Short exercise:
Please gather every line of the data below that contains the word "building".

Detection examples
_ _ _ _ _ _ _
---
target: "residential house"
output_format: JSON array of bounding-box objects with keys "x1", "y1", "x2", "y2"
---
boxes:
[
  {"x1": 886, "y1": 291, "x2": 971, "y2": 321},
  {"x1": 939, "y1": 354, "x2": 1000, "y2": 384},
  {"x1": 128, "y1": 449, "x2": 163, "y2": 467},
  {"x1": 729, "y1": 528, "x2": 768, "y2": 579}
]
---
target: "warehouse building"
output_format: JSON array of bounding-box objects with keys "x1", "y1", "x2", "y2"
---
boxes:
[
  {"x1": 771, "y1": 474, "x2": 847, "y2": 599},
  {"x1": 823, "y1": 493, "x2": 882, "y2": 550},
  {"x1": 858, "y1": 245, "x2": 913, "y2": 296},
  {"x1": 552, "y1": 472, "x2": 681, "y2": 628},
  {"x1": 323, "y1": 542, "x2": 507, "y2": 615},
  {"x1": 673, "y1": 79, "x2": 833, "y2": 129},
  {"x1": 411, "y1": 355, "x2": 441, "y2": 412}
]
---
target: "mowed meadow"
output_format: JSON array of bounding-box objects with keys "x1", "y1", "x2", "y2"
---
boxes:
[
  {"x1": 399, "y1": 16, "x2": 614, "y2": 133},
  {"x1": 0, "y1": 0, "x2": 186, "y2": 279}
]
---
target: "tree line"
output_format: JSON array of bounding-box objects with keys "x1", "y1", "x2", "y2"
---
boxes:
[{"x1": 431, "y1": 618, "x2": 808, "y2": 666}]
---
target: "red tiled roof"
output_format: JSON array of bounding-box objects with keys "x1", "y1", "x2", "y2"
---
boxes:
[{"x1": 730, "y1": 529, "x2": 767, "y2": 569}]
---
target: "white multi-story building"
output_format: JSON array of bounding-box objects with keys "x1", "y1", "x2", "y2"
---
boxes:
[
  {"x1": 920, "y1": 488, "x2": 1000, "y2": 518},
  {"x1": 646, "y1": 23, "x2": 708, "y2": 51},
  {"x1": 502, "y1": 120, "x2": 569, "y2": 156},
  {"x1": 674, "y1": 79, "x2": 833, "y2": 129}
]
_ _ _ _ _ _ _
Result of this exercise:
target: "warehouse building"
target: "white multi-story building"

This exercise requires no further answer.